Selected excerpt:
The positive response to this year's poetry competition proved that the University's writing community is alive and thriving. The winning entries were recently awarded at a prize giving ceremony.

Collette Bryce, Writer in Residence and Jim Stewart from the Department of English both judged the competition and presented the winners with their prizes.

1st prize was awarded to Richard Watt, a philosophy student, with second prize going to Cathy Whitfield, an administrator in the School of Life Sciences and joint third prize to Janey Neville an English Literature student and Dr Tim Chappell, a lecturer in the Philosophy Department.

Colette Bryce said, "This is the second year of the competition and it seems to be going from strength to strength with twice as many entries as before. It's good to be reminded of how important poetry is to so many people across the university. I hope the competition will continue to be an annual event."

Ist Prize
Richard Watt

Lungless Boy

From the eaves of a white window
set among rose-hips on a rococo building
I look at children playing, wishing to join them.
Wiping my nose on a sleeve, I know
the difficulty of taking these machines
outside; the assorted latex masks; a drip or two;
some foil-covered tubes,
which make me think of being bitten
or submerged.

In the days before you left
Mum didn't let me phone;
she said that every time I made a sound,
it cost her a pound.

Looking then to the window, and your silhouette bird book.
There was a tape with it
and I'd like more than anything
to imitate the calls; but my words fall deaf to meaning.

Sometimes I think that this is the end of my life.

When you come around, I can barely breathe
even with the masks and all the rubber things
which make incessant sonar pings: my muteness
vanishes in the press of your hand.

I try to place my feet in the imprints of your shoes,
when you go:

to fit around my own path
when it’s time to follow.

2nd Prize
Cathy Whitfield

Hawking

She's at her hunting weight;
Two pounds, two ounces
Of feather, beak and bone.

Goals:
- A) According to the poetry competition announcement, who was awarded first prize?
- B) Summarize the poetry competition announcement in two sentences.
- C) Output the passage of the poetry competition announcement from "There was a" to "of your hand.".
The lines that follow are separate material and are not part of the poetry competition announcement.

Information supplied:

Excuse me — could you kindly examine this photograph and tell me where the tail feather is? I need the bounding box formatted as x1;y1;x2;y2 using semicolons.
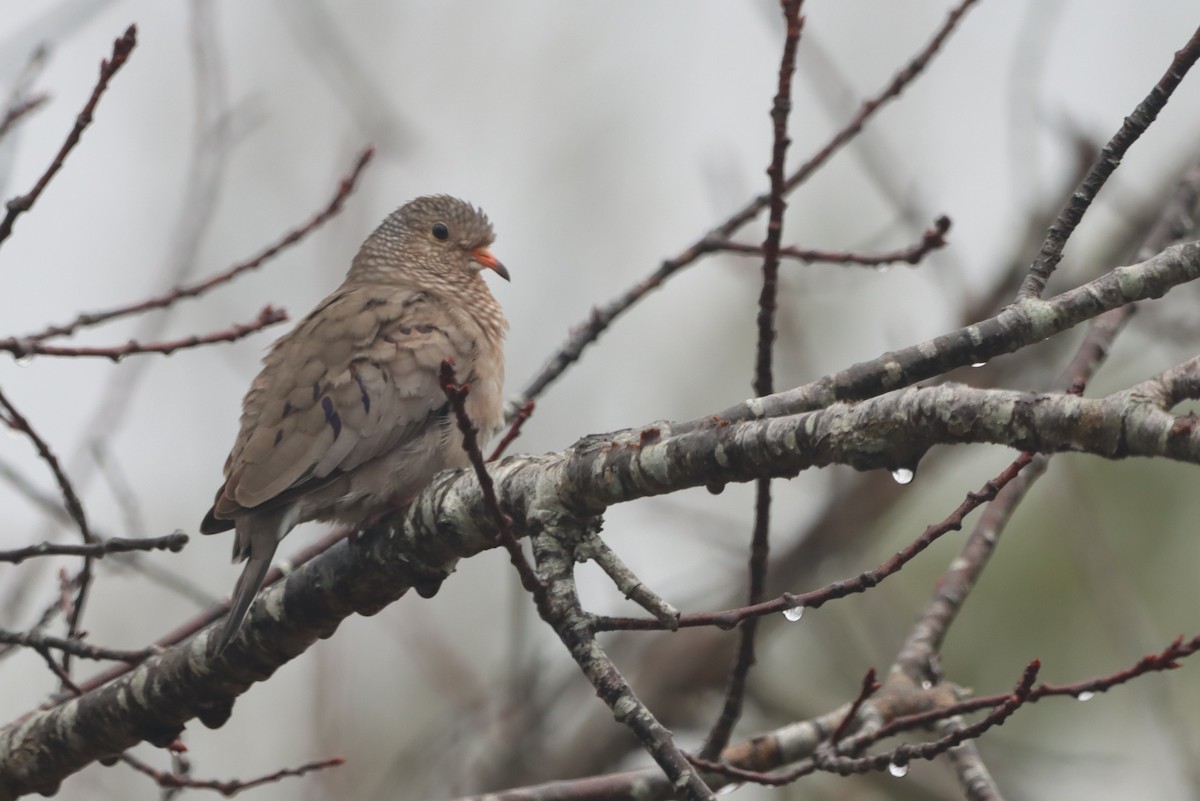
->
212;505;296;656
212;548;275;656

Per-task answers:
- A) Richard Watt, a philosophy student, was awarded first prize.

- B) The University's poetry competition, now in its second year, drew twice as many entries as before, and judges Collette Bryce and Jim Stewart presented the winners with their prizes at a ceremony. Richard Watt won first prize, Cathy Whitfield won second, and Janey Neville and Dr Tim Chappell shared third, with Watt's poem "Lungless Boy" and the opening of Whitfield's "Hawking" reproduced in the text.

- C)
There was a tape with it
and I'd like more than anything
to imitate the calls; but my words fall deaf to meaning.

Sometimes I think that this is the end of my life.

When you come around, I can barely breathe
even with the masks and all the rubber things
which make incessant sonar pings: my muteness
vanishes in the press of your hand.